Write out each line of the material below exactly as given.

--- MATERIAL PROVIDED Enclosed Below ---

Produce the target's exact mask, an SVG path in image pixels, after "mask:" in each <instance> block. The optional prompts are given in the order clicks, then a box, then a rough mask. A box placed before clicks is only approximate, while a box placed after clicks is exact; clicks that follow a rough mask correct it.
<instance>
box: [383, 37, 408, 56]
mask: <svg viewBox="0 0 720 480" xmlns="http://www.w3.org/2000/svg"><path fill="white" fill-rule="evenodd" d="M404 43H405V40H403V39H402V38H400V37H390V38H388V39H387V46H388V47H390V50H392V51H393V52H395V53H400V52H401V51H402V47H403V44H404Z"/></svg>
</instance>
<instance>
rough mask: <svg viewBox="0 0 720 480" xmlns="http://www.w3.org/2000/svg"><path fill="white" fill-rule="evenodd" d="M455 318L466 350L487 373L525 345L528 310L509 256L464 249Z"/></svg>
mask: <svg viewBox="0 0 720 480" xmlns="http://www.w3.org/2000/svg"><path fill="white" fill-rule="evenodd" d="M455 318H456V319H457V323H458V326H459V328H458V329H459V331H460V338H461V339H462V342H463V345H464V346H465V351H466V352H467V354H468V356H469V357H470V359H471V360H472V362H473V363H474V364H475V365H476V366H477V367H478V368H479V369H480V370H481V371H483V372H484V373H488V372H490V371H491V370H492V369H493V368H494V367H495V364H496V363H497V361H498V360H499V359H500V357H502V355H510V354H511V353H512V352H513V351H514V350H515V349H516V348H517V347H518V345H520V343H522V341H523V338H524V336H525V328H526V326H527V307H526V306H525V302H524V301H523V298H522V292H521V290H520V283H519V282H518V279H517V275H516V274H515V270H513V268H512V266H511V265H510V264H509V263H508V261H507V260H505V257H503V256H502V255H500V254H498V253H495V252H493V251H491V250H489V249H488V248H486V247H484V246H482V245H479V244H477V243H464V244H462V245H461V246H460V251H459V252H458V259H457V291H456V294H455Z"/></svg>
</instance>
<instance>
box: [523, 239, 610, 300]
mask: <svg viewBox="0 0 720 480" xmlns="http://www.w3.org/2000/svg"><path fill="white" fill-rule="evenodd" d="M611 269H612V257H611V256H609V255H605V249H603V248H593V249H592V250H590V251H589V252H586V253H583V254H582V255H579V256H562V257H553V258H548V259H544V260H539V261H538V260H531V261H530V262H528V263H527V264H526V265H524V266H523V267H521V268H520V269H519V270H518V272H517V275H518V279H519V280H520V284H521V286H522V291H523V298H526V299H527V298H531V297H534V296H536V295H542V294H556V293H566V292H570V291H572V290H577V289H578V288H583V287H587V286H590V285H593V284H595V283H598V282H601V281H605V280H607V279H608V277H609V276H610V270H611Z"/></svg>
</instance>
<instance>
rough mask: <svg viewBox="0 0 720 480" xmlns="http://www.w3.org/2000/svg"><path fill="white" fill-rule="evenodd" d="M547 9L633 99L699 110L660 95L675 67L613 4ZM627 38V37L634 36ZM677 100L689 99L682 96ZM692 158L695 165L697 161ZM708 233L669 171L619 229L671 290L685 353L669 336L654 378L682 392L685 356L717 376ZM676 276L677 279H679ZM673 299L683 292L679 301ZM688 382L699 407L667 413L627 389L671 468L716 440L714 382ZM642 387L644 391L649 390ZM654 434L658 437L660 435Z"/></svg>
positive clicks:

--- End of Enclosed MATERIAL PROVIDED ---

SOLVED PROBLEM:
Produce the target's exact mask, an SVG path in image pixels, after "mask:" in each <instance> block. The optional prompts are given in the order clicks, then a box, then a rough mask. A box placed before clicks is only approximate, while a box placed after clicks is exact; clicks that follow a rough mask correct it.
<instance>
box: [383, 37, 408, 56]
mask: <svg viewBox="0 0 720 480" xmlns="http://www.w3.org/2000/svg"><path fill="white" fill-rule="evenodd" d="M404 43H405V40H403V39H402V38H400V37H390V38H388V39H387V46H388V47H390V50H392V51H393V52H395V53H400V52H401V51H402V47H403V44H404Z"/></svg>
</instance>
<instance>
rough mask: <svg viewBox="0 0 720 480" xmlns="http://www.w3.org/2000/svg"><path fill="white" fill-rule="evenodd" d="M455 318L466 350L487 373L525 345L528 310L509 256L464 249Z"/></svg>
mask: <svg viewBox="0 0 720 480" xmlns="http://www.w3.org/2000/svg"><path fill="white" fill-rule="evenodd" d="M455 318H456V319H457V323H458V326H459V328H458V329H459V331H460V338H461V339H462V342H463V345H464V346H465V351H466V352H467V354H468V356H469V357H470V359H471V360H472V362H473V363H474V364H475V365H476V366H477V367H478V368H479V369H480V370H481V371H483V372H484V373H488V372H490V371H491V370H492V369H493V368H494V367H495V364H496V363H497V361H498V360H499V359H500V357H502V355H510V354H511V353H512V352H513V351H514V350H515V349H516V348H517V347H518V345H520V343H522V341H523V338H524V336H525V328H526V326H527V307H526V306H525V302H524V301H523V298H522V292H521V290H520V283H519V282H518V279H517V275H516V274H515V270H513V268H512V266H511V265H510V264H509V263H508V261H507V260H505V257H503V256H502V255H500V254H498V253H495V252H493V251H491V250H489V249H488V248H486V247H484V246H482V245H479V244H477V243H464V244H462V245H461V246H460V251H459V252H458V259H457V291H456V294H455Z"/></svg>
</instance>
<instance>
box: [523, 239, 610, 300]
mask: <svg viewBox="0 0 720 480" xmlns="http://www.w3.org/2000/svg"><path fill="white" fill-rule="evenodd" d="M611 269H612V257H611V256H609V255H605V249H603V248H593V249H592V250H590V251H589V252H586V253H583V254H582V255H579V256H562V257H553V258H548V259H544V260H539V261H538V260H531V261H530V262H528V263H527V264H526V265H524V266H523V267H521V268H520V269H519V270H518V272H517V275H518V279H519V280H520V284H521V286H522V291H523V298H526V299H527V298H531V297H534V296H536V295H542V294H556V293H566V292H570V291H572V290H577V289H578V288H583V287H587V286H590V285H593V284H595V283H598V282H601V281H605V280H607V279H608V277H609V276H610V270H611Z"/></svg>
</instance>
<instance>
rough mask: <svg viewBox="0 0 720 480" xmlns="http://www.w3.org/2000/svg"><path fill="white" fill-rule="evenodd" d="M547 9L633 99L699 110L660 95L675 67L613 4ZM627 38V37L634 36ZM677 100L689 99L682 96ZM692 158L695 165L697 161ZM708 233L669 171L619 229L671 290L685 353L669 336L654 378L682 392L685 356L717 376ZM676 276L677 279H679ZM673 299L683 292L679 301ZM688 382L699 407L667 413L627 389L671 468L716 440L714 382ZM642 387L644 391L649 390ZM654 434L658 437L660 435Z"/></svg>
positive clicks:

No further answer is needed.